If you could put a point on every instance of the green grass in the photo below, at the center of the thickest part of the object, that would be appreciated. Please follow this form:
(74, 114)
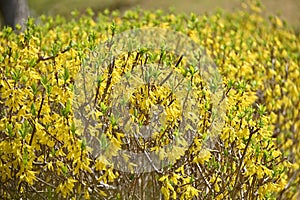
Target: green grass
(287, 10)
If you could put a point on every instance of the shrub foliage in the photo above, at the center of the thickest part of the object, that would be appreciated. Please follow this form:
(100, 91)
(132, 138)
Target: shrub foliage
(44, 154)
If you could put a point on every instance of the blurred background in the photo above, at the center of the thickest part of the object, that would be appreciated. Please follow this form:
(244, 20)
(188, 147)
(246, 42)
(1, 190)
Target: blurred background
(288, 10)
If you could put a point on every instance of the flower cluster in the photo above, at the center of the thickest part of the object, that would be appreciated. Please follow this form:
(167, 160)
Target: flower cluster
(45, 153)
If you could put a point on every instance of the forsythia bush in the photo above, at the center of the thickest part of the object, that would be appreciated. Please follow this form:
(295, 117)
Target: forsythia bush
(45, 155)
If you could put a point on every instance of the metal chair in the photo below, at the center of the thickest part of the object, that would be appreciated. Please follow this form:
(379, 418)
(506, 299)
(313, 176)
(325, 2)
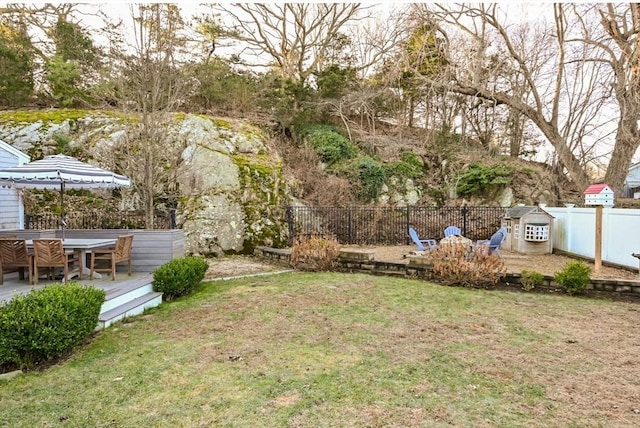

========

Work to do ->
Count the lines in the listing above that contain the word "Target". Give only the number.

Exercise solution ->
5